## EXERCISE DETAILS
Output exactly the lines that run from the line with "target | grassy slope" to the end of the material, both ends included, and no other lines.

## DATA PROVIDED
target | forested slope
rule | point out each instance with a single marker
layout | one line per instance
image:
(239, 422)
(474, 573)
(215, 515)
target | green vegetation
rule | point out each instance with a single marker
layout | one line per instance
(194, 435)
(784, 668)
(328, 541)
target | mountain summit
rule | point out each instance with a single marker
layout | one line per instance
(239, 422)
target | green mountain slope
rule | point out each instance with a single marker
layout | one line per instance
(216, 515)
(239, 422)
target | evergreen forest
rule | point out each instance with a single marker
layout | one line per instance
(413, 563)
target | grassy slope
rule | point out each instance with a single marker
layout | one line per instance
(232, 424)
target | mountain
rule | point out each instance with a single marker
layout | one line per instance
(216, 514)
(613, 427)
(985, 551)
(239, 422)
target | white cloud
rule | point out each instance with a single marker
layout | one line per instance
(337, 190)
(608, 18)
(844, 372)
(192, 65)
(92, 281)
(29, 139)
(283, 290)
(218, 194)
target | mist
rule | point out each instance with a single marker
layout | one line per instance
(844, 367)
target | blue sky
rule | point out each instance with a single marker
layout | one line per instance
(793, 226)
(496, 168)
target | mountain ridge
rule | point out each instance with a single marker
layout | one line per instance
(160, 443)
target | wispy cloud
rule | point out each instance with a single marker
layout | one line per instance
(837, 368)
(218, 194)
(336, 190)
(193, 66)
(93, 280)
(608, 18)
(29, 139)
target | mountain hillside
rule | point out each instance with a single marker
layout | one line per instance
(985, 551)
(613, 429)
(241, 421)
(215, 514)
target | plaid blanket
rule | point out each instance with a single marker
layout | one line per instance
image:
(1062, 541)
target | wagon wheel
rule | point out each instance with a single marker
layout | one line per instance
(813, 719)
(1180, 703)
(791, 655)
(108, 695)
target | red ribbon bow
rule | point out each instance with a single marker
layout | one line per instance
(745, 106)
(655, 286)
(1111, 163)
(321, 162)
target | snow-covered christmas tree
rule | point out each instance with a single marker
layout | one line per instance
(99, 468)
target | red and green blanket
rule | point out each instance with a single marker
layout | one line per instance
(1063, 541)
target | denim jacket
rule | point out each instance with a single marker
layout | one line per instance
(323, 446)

## EXERCISE RESPONSE
target | grassy slope
rule | point out each instance with a single marker
layout | one line per instance
(232, 424)
target | mountain
rule | point out each instance with a single marker
layout | one line per instance
(216, 514)
(613, 427)
(985, 551)
(239, 422)
target | white cloud
rule | point out each instance with a single marker
layout | one line per instance
(337, 190)
(608, 18)
(844, 372)
(192, 65)
(92, 281)
(29, 139)
(283, 290)
(218, 194)
target | mist
rule | point out each instance with a single marker
layout | one line per instance
(844, 367)
target | blue sky
rule | point out each instance with a single marker
layout | one line per instance
(793, 226)
(496, 168)
target | mountain ridge
rule | point out each instance with a single marker
layout | one line per instance
(160, 443)
target | wispy cloud
rule | point out each instance with a single marker
layout | one line per instance
(837, 368)
(218, 194)
(336, 190)
(193, 66)
(93, 280)
(608, 18)
(29, 139)
target | mountain hillside
rule | point out each instance with a single marker
layout | one line per instance
(985, 551)
(613, 429)
(241, 421)
(215, 514)
target | plaid blanket
rule | point out each instance with a single marker
layout | one line per instance
image:
(1062, 541)
target | wagon wheel
rule | point out each instance with a single marker
layout | one line per instance
(813, 719)
(1180, 703)
(791, 655)
(108, 695)
target | red ribbon bow
rule | point out each instance with a single marker
layout | one line per instance
(745, 106)
(655, 286)
(1111, 163)
(321, 162)
target | snow-covered christmas tree
rule | point out each instance with a single marker
layout | one line per instance
(99, 468)
target | red and green blanket
rule | point out each instance with a single marker
layout | one line per instance
(1063, 541)
target | denim jacket
rule | point out each instance with a single marker
layout | one line per instance
(323, 446)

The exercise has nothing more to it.